**ARBEITSANWEISUNGEN**
1/ Kannst du aus dem Text über die Augsburger City-Zone den Abschnitt von „Strecken von bis“ bis „sie Oberbürgermeisterin werden.“ wortgetreu wiederholen?
2/ Wie geht der Text über die Augsburger City-Zone weiter? Greif ihn nach seinem letzten Satz auf und schreib ihn fort.

**LESETEXT**
┏━━

Bild: Walter Casazza, Chef der Stadtwerke Augsburg, hat die City-Zone entwickelt
Augsburg taz | Die Zeitenwende macht in Augsburg nur dezent auf sich
aufmerksam. „Kostenlose City-Zone“ steht auf einem in Folie gepacktes
Din-A4-Blatt an einer der Säulen der Haltestelle am Verkehrsknotenpunkt
Königsplatz. Dort hängt auch ein Übersichtsplan mit allen Haltestellen der
neuen Gratiszone. Auf den Trambahnen weisen kleine grüne Quadrate auf „100%
Ökostrom“ hin, und auf den Bussen stehen Sprüche wie „Emission: impossibl…
CO2-neutral dank 100 % Biogas“ oder „Bitte fahren Sie weiter! Hier gibt es
nichts zu riechen“.
Mit der kostenlosen City-Zone hat Augsburg und der örtliche Verkehrsverbund
AVV seinen Bürgern und Besuchern zu Beginn des Jahres ein 860.000 Euro
teures Geschenk gemacht. Die Zone umfasst neun von 281 Haltestellen.
Strecken von bis zu drei Stationen kann man nun im Innersten der Innenstadt
umsonst mit Bus oder Tram zurücklegen – beispielsweise vom Hauptbahnhof bis
zum Ulrichplatz oder vom Theodor-Heuss-Platz bis zum Staatstheater.
Ein Meilenstein auf dem Weg in die Zukunft des Öffentlichen
Personennahverkehrs? Oder doch nur ein bisschen Werbung für die Stadt?
„Mit der City-Zone gehen wir einen wichtigen Schritt in Richtung
Luftreinhaltung in Augsburg“, sagte Eva Weber bei der Einführung. Den
Parksuchverkehr werde man verringern, die Innenstadt für Besucher
attraktiver machen und den Einzelhandel stärken. Muss sie ja alles sagen.
Die CSU-Frau steht mitten im Wahlkampf. Noch ist sie zweite
Bürgermeisterin, aber am 15. März will sie Oberbürgermeisterin werden.

┗━━

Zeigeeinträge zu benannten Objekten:
┏━━

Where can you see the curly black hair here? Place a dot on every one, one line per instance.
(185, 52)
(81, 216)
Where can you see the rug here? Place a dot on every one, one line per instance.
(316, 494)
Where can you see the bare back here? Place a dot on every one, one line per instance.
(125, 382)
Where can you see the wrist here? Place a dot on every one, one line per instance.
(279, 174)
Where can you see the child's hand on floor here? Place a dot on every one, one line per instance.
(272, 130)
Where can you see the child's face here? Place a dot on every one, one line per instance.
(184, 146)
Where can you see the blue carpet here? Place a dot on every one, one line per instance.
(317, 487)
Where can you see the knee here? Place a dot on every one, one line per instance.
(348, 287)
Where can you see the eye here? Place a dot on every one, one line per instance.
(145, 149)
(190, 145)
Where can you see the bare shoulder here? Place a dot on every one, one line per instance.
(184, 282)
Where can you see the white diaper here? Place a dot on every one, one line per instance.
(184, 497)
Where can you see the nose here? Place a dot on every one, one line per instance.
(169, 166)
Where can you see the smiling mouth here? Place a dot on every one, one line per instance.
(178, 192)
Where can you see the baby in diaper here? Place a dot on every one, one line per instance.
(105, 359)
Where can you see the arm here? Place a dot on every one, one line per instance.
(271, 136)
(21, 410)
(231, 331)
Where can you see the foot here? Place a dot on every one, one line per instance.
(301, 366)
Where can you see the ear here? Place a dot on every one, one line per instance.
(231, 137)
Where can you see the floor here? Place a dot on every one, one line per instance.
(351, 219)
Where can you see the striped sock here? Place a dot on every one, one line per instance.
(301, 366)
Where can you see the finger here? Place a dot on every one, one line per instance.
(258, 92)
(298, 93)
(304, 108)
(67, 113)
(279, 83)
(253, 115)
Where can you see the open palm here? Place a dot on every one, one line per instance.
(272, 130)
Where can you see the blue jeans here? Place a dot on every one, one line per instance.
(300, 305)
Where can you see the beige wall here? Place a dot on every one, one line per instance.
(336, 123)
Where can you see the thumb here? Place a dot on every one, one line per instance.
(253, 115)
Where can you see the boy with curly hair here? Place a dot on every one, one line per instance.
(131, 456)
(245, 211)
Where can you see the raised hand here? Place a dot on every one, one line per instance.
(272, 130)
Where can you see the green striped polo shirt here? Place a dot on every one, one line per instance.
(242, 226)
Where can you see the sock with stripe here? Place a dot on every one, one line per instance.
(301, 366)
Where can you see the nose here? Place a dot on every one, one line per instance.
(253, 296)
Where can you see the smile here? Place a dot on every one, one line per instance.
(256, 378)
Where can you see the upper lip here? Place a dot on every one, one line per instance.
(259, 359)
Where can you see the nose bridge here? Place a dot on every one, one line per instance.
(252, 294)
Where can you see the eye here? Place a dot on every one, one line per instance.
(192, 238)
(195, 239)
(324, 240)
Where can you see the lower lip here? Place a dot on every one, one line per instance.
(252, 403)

┗━━

**ERGEBNISSE JE AUFGABE**
1/
Strecken von bis zu drei Stationen kann man nun im Innersten der Innenstadt
umsonst mit Bus oder Tram zurücklegen – beispielsweise vom Hauptbahnhof bis
zum Ulrichplatz oder vom Theodor-Heuss-Platz bis zum Staatstheater.
Ein Meilenstein auf dem Weg in die Zukunft des Öffentlichen
Personennahverkehrs? Oder doch nur ein bisschen Werbung für die Stadt?
„Mit der City-Zone gehen wir einen wichtigen Schritt in Richtung
Luftreinhaltung in Augsburg“, sagte Eva Weber bei der Einführung. Den
Parksuchverkehr werde man verringern, die Innenstadt für Besucher
attraktiver machen und den Einzelhandel stärken. Muss sie ja alles sagen.
Die CSU-Frau steht mitten im Wahlkampf. Noch ist sie zweite
Bürgermeisterin, aber am 15. März will sie Oberbürgermeisterin werden.

2/
Auch Walter Casazza lobt die neue Zone als „sympathische Einladung an alle
hartgesottenen Autofahrer, auch mal den öffentlichen Verkehr zu nutzen“.
Auch für Touristen sei die City-Zone attraktiv, sie könnten nun vom
Hauptbahnhof kostenlos in die Innenstadt fahren. Und viele Fahrgäste, die
in die Innenstadt fahren, könnten nun die günstigere Kurzstrecke benutzen,
weil sie die letzten ein, zwei Stationen ihrer Fahrt nicht mitzählen
müssten. Casazza ist der Chef der Augsburger Stadtwerke, die City-Zone ist
sein Baby. Die Idee hat er sich von den Grazern abgeschaut, die schon seit
Jahren umsonst mit der Straßenbahn durch die Innenstadt fahren. Welchen
Effekt die City-Zone tatsächlich habe, werde man erst nach einer
Langzeitbeobachtung sagen können. „Aber natürlich habe ich die Hoffnung,
dass die Fahrgastzahlen steigen“, sagt Casazza.
Jetzt sucht er erstmal einen Parkplatz. Casazza sitzt in einem BMW i3.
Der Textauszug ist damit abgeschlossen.